I am terrible at painting. I have to mask everything. I would tape and freehand frisket. X-acto knife ooh-nooooos no more.
Now I just take some hi-res pics perpendicular to the PF. Measure the area. Go to my graphics artist guy and he vector renders the photo.
Then laser prints "stencil" decals. I prep the area. Take the decal and peel it half way off the backing and leave is sit in a clean room for about an hour. I roll the exposed decal back onto the backing and peel away the other half and leave it sit. This removes a lot of the adhesion. You can use some Fix-it spray your first few times until you are handy at placing the decals without offset or wrinkles. Then I remove half the decal and position it on the PF. Then pull the other half off and stick it. I now lay the decals down in the correct order. Paint. Peel the decal and discard it. Repeat.
I also do this "decal stenciling" when I repair scoops or other difficult areas to wood fill. I make the decal MUCH larger than the area I work on. This protects the PF from me dropping putty or tools. Someone suggested using vinyl and letting it cling to the PF but my store doesn't laser cut vinyl
I use a Pantone color wheel to match when I can't easily get the item to be painted to the store. IF you go to a paint store, go to a GOOD paint store. The equipment that matches the paint (a spectrophotometer) needs to be properly maintained and calibrated. Most places install the unit and forget it. A trained operator can "compensate" for the machine if they are worth salt. Try to find an older Pantone wheel at your local paint store. Otherwise they can be expensive.

Any chance you could post some photos of this process?

#185 3 years ago
Quoted from catboxer:

And no store will becauSe it creates clorine gas. For vinyl you will need a plotter.
Good ideas though, Ive thought of doing something similar.

Most new lasers incorporate vacuum removal of gasses and dust.

Quoted from cosmokramer:

Any chance you could post some photos of this process?

Next machine I do. I will. Was hoping CPR was going to get going on the Space Invader Playfield. IF not then that's next.

Milton

#186 3 years ago
Quoted from Milton187:

Most new lasers incorporate vacuum removal of gasses and dust.

Doesn't' matter. Chlorine gas is toxic in any concentration.
It also damages the lenses and internals of the laser.
NEVER cut vinyl with a laser. ever. period.

Records from a dataset:
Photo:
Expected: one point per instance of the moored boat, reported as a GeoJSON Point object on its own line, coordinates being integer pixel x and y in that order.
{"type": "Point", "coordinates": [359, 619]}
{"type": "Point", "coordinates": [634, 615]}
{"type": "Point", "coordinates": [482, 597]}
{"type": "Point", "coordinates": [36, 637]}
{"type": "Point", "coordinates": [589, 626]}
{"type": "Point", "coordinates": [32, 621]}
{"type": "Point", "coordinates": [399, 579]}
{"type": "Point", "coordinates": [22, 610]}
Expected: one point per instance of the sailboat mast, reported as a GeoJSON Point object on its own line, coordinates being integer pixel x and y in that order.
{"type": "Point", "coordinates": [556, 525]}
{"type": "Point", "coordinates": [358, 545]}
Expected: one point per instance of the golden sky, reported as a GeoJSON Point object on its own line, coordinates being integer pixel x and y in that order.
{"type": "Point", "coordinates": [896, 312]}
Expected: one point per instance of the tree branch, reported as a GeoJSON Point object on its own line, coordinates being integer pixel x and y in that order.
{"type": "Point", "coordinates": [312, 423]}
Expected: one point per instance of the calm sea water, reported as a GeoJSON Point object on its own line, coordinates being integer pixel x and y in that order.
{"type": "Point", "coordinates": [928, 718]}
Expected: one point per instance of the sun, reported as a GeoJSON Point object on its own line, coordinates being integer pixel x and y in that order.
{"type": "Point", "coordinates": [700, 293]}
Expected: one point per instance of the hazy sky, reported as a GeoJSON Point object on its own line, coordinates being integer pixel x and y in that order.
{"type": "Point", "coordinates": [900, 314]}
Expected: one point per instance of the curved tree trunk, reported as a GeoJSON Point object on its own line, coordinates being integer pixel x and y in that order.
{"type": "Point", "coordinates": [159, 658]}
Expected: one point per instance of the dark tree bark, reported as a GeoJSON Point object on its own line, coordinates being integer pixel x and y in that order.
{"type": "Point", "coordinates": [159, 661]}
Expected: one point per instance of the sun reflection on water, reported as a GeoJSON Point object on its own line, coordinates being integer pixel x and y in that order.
* * *
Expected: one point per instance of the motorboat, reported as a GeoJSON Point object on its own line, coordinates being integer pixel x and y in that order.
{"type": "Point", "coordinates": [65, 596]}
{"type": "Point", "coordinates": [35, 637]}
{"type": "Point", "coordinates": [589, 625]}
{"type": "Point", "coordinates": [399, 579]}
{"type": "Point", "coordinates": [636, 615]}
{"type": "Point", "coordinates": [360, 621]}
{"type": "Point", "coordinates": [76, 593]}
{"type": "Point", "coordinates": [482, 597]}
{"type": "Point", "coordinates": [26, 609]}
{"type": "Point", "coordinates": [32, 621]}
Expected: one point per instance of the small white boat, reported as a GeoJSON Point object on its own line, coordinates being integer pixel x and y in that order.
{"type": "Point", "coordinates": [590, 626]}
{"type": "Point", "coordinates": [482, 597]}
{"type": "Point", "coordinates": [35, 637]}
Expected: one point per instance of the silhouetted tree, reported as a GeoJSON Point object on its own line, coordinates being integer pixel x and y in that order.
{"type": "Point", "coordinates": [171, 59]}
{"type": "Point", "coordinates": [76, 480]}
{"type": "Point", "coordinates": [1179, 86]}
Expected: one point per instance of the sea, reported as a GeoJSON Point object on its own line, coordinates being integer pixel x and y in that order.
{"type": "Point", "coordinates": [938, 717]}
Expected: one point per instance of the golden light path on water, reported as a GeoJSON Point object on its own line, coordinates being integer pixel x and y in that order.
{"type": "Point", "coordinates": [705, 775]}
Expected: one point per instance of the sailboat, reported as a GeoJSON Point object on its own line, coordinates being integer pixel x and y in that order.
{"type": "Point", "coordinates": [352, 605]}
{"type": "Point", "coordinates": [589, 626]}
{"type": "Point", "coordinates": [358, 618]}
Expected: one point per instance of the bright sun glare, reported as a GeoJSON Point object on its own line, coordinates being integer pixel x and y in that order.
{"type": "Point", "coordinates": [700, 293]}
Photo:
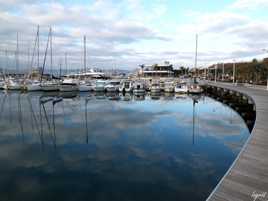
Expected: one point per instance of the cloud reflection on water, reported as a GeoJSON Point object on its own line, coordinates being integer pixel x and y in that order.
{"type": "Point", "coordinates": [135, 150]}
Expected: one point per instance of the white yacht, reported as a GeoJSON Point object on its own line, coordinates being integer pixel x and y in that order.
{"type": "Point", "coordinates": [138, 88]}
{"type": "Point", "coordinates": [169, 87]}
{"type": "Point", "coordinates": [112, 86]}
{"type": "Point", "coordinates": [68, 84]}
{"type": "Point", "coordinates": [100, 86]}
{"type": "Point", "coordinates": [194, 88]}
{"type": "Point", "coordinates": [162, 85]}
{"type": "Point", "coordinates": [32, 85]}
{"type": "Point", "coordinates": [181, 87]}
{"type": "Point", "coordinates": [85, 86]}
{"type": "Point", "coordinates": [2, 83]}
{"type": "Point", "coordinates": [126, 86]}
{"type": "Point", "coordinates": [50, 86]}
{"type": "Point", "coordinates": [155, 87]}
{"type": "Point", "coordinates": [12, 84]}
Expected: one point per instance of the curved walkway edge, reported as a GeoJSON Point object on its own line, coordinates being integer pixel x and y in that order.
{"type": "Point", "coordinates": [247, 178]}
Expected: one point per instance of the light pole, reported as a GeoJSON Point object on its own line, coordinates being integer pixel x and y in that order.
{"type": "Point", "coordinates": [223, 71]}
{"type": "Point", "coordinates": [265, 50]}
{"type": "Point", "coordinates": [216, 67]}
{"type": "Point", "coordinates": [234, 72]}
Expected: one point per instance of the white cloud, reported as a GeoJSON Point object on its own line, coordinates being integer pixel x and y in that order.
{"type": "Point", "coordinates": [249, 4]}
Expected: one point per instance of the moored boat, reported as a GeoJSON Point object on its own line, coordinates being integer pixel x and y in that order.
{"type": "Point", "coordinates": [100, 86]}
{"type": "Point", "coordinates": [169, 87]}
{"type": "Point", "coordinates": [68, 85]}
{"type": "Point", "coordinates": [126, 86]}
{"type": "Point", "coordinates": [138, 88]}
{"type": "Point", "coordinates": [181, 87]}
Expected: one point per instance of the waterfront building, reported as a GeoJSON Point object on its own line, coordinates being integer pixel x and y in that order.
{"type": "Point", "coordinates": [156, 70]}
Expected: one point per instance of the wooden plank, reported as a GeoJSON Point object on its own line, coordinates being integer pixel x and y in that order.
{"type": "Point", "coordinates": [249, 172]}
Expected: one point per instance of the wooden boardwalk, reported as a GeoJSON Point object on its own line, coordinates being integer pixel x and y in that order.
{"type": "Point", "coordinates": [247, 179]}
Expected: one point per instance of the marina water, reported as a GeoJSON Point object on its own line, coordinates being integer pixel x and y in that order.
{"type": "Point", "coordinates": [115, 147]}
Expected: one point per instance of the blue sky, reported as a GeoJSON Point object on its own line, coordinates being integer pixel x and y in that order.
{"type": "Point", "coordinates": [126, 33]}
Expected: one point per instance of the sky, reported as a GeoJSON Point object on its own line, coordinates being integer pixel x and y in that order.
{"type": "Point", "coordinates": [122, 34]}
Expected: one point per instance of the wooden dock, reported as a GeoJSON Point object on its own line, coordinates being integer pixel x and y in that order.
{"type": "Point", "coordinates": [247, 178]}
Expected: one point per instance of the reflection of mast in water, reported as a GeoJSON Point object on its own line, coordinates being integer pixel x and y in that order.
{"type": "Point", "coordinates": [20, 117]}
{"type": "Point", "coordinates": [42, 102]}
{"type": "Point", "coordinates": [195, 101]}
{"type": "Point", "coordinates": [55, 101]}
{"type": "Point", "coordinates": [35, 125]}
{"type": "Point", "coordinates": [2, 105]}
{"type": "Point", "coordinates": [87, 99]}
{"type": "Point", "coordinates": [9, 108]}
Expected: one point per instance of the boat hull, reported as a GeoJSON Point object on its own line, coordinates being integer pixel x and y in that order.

§ **What to produce**:
Resume the forum thread on painting playfields with stencil decals, picking up right after its final line.

§ **Answer to this task**:
#187 3 years ago

Not to disagree but I cut Vinyl a lot. It's a fibre laser. No contamination. And for the record a lot of the types of steel that is cut with the laser is also toxic. I do this for a living. 29 years.
Milt

#188 3 years ago

Here's a really good example of how a laser can be set to cut vinyl.

4 weeks later
#189 3 years ago

Just because you do it doesn't mean it's safe.

"Although polyvinyl chloride (PVC) can in fact be cut with laser, the thermal process produces hydrochloric acid and toxic fumes. For this reason, we advise you not to use laser for cutting PVC in order to prevent corrosion of your laser system and to ensure the safety of the machine operator. "
-- http://www.eurolaser.com/materials/polyvinyl-chloride-pvc/

I do not understand the difference between fiber and co2 lasers w/ regards to the cutting process; but every laser vendor and laser manual I see clearly states that PVC is not to be cut with their systems for the affore mentioned issue.

1 week later
#190 3 years ago

Fantastic restoration. Thank you for sharing your ups and downs.

Yves

#191 3 years ago
Quoted from Arcane:

Fantastic restoration. Thank you for sharing your ups and downs.
Yves

Thanks!

I enjoyed doing it all. Time consuming, but worth it.

3 weeks later
#192 2 years ago

Go for laser safe vinyl.
It can be mylar.
It can be 3m decal magic paper.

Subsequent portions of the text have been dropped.